*Task item*
Please output the section of the listing below that opens with the line containing "Where can the orange" and closes with the line containing "Where can the yellow", exactly and with nothing else.

*Supplied entries*
§ §

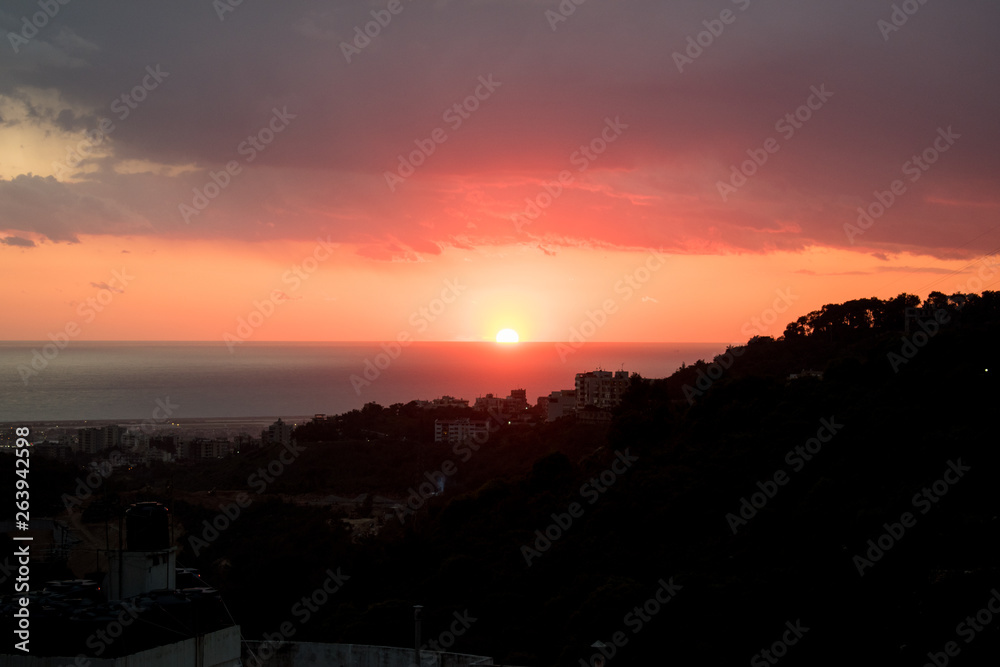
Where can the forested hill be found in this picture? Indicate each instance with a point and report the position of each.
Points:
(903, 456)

§ §

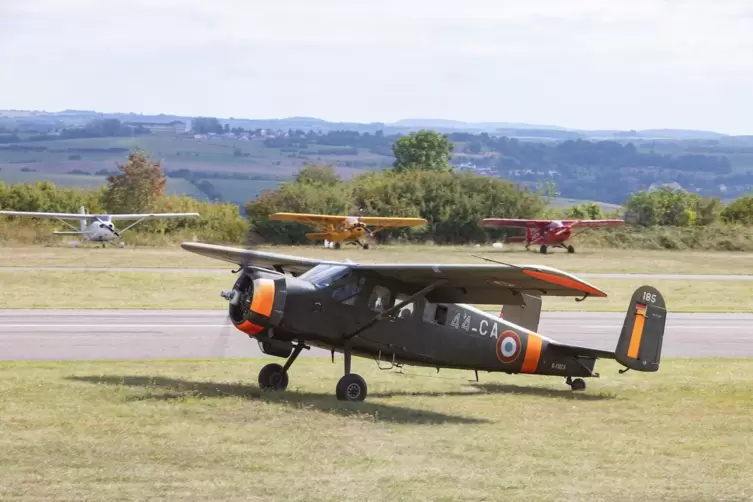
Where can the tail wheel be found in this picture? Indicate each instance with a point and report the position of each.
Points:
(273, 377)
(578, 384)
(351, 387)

§ §

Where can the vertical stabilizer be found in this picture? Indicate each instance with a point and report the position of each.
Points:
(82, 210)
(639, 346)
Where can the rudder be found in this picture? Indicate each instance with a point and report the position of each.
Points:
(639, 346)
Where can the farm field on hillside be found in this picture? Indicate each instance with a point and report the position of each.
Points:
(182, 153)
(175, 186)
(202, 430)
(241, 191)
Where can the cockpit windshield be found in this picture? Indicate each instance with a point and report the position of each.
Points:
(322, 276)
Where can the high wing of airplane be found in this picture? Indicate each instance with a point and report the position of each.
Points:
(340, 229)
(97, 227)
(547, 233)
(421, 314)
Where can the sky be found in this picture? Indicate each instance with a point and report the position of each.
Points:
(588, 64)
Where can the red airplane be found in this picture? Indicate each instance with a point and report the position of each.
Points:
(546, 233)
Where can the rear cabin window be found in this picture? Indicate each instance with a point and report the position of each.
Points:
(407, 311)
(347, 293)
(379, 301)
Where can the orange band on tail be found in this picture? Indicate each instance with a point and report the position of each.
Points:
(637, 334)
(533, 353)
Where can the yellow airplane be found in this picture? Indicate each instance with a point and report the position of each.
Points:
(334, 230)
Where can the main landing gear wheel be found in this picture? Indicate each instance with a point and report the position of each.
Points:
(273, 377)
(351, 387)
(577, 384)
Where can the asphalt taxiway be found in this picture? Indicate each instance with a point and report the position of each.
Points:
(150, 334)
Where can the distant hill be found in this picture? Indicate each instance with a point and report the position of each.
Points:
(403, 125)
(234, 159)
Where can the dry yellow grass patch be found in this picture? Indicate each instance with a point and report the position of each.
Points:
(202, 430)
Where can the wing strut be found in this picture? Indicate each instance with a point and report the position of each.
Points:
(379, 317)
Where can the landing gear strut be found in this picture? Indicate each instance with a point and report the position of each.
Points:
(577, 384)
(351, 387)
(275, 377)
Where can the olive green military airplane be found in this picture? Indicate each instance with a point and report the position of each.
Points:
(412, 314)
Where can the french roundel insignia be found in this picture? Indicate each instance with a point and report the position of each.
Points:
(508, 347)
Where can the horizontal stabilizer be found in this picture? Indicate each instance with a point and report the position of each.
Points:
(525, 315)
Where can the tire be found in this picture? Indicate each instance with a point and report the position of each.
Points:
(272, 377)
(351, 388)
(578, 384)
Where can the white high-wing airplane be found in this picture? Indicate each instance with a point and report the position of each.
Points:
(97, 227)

§ §

*Written solution*
Where can the orange band on tail be found in this picture? Indicate each instance with a point and report the position of each.
Points:
(637, 334)
(533, 353)
Where can the yellow airplane be found in this picture? Indicate each instance with a point and report the position of each.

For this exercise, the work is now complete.